* _Your objective_:
Please quote every one of the rows below word for word, line by line.

— Begin Given entries —

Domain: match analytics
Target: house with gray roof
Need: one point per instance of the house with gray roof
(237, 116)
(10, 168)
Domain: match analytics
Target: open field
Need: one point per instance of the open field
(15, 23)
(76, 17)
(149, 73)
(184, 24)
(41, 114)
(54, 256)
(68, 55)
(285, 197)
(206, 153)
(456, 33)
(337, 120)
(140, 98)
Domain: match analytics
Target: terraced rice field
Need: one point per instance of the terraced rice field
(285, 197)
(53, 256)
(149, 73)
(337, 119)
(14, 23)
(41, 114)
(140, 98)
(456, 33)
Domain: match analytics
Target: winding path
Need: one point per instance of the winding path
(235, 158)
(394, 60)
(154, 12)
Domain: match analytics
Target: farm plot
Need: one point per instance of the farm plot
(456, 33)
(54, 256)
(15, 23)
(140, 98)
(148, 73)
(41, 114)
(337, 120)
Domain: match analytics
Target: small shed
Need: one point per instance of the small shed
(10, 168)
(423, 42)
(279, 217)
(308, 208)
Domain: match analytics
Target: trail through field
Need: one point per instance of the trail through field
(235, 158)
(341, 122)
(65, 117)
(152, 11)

— End Given entries —

* _Completed exercise_:
Domain: match analytics
Target: house with gray roof
Need: one point per instance of the house with gray roof
(237, 116)
(10, 168)
Domain: match analytics
Target: open field
Need: one point per instance of the open field
(15, 23)
(76, 17)
(149, 73)
(184, 24)
(41, 114)
(54, 256)
(68, 55)
(285, 197)
(206, 153)
(456, 33)
(337, 120)
(140, 98)
Domain: match analytics
Target: terraced rice field
Need: one point per instance of the terraced rice field
(285, 197)
(53, 256)
(149, 73)
(337, 119)
(14, 23)
(41, 114)
(140, 98)
(456, 33)
Domain: match analytics
Target: winding path
Need: one point per instance of the winding path
(235, 158)
(394, 60)
(154, 12)
Domain: match analytics
Target: farm plot
Need: one point per instance of the farm plot
(456, 33)
(54, 256)
(15, 23)
(140, 98)
(148, 73)
(41, 114)
(337, 120)
Domain: match analytics
Target: small shed
Need: one point per instance of the small shed
(10, 168)
(423, 42)
(279, 217)
(308, 208)
Domain: match analytics
Target: trail through field
Need: one point per instance of the trail through field
(235, 158)
(341, 122)
(65, 117)
(152, 11)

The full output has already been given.